*Stored entries*.
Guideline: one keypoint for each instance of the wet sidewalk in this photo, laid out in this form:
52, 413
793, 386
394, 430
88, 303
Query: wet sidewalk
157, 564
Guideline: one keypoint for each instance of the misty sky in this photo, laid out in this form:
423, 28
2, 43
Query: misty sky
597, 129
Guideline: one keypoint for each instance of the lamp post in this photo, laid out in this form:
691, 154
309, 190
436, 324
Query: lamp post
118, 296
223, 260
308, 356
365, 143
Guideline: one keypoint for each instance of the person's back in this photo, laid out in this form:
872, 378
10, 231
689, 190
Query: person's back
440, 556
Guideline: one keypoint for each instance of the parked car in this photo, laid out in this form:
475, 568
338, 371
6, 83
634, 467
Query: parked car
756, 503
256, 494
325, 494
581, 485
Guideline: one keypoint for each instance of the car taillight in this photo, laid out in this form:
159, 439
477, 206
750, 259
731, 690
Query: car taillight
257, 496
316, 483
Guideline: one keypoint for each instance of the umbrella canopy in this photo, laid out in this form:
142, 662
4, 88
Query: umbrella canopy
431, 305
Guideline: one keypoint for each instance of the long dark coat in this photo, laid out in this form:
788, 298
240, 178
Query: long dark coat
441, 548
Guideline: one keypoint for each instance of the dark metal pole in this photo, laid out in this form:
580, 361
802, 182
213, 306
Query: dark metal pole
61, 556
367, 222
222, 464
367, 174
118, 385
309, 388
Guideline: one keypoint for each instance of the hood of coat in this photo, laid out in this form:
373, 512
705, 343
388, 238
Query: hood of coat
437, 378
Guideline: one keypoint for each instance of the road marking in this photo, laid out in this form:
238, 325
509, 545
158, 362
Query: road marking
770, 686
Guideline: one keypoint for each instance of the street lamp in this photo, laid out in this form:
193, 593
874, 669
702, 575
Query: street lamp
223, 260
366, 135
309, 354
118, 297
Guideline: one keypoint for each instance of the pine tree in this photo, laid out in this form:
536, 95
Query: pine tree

*TASK TO CARRY OUT*. Where does "pine" occur in the data? Copy each line that has it.

*EXERCISE OUTPUT*.
Guideline: one keypoint for each instance of the pine tree in this photo, laid out in this form:
Query: pine tree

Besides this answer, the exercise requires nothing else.